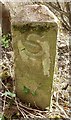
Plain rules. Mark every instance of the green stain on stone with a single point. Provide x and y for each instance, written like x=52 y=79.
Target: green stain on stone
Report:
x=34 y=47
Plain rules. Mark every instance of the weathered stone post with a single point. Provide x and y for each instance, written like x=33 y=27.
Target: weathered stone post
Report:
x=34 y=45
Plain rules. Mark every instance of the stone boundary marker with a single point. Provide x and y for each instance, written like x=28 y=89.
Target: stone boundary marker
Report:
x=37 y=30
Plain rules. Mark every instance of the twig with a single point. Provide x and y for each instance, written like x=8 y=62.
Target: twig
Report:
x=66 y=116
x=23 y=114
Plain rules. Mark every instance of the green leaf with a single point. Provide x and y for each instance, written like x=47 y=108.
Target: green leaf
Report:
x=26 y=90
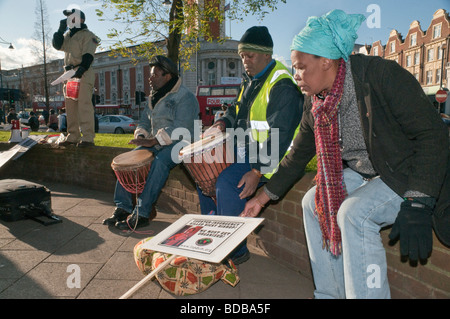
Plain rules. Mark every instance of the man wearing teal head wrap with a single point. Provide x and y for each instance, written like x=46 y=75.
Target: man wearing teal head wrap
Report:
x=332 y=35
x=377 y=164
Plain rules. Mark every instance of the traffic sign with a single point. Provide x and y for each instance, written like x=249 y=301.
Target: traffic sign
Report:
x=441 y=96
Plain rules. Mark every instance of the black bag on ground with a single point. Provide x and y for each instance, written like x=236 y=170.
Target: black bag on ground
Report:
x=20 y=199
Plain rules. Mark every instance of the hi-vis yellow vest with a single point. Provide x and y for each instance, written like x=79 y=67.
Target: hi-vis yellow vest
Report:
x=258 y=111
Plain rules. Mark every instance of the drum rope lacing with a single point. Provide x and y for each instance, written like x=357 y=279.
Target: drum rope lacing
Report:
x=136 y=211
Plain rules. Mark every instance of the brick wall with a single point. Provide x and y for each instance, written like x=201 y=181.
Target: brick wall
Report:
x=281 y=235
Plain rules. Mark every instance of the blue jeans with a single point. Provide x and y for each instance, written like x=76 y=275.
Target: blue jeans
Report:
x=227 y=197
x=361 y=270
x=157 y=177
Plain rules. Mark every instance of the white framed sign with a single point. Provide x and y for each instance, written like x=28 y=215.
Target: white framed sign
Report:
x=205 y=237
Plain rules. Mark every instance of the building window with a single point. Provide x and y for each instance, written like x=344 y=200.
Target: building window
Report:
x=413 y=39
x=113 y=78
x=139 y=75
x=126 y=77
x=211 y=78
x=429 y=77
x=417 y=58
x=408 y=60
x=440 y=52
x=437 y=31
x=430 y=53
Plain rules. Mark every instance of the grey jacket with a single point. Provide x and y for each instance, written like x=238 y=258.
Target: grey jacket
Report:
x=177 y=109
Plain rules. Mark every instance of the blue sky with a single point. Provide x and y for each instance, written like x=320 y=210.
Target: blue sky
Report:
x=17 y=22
========
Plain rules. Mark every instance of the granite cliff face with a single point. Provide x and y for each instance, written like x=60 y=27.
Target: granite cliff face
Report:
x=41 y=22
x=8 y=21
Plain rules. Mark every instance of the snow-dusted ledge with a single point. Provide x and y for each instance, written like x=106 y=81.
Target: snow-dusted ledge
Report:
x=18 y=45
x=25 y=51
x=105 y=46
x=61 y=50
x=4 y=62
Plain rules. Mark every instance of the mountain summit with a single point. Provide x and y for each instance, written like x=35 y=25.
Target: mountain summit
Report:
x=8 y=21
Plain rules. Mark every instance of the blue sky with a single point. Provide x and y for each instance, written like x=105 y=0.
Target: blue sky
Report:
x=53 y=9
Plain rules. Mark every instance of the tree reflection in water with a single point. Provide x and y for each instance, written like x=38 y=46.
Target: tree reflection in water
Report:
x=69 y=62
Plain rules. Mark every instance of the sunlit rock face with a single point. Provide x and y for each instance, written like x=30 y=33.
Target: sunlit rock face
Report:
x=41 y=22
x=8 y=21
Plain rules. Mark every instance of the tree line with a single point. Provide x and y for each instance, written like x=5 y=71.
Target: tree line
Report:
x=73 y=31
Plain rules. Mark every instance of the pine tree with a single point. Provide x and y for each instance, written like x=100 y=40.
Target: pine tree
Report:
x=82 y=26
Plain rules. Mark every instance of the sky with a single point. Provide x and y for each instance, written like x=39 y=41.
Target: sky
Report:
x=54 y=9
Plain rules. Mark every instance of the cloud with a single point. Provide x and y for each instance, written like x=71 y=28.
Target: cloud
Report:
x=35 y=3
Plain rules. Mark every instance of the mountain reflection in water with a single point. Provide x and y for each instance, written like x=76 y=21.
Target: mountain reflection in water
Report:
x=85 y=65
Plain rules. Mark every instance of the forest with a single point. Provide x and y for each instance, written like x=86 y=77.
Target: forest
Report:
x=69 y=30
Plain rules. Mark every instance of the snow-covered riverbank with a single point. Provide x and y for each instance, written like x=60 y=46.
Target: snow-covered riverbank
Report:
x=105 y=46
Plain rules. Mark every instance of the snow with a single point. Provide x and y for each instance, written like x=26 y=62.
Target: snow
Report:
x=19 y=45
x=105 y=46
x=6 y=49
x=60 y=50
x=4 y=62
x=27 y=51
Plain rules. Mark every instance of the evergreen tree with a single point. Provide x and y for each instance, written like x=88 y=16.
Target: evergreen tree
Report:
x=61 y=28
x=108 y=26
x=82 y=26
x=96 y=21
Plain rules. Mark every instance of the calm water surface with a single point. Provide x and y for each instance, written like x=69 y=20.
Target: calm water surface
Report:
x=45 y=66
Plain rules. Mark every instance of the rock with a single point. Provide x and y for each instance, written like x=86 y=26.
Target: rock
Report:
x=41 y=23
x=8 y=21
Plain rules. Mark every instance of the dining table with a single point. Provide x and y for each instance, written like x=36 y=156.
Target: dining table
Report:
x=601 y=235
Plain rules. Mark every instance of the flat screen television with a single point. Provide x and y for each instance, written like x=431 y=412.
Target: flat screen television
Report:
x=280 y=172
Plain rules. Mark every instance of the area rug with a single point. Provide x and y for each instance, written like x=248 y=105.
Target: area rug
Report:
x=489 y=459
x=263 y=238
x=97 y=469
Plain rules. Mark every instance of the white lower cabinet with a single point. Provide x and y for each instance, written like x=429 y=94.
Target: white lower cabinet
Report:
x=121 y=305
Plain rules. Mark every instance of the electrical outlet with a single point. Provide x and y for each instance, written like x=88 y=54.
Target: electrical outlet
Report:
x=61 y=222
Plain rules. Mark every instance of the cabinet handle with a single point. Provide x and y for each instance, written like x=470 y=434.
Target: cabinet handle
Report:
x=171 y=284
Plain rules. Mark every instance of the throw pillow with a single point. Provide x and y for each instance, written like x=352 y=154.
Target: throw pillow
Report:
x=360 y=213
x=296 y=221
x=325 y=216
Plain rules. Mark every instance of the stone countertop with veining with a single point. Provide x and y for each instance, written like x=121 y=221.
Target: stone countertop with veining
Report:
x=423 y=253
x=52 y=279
========
▶ [Work required]:
Filter the entries down to the lines holding the string "surface". Copy each of those lines.

▶ [Answer]:
Plain rules. Mark every instance of the calm water surface with a single point. Provide x and y for each instance, written like x=69 y=20.
Target: calm water surface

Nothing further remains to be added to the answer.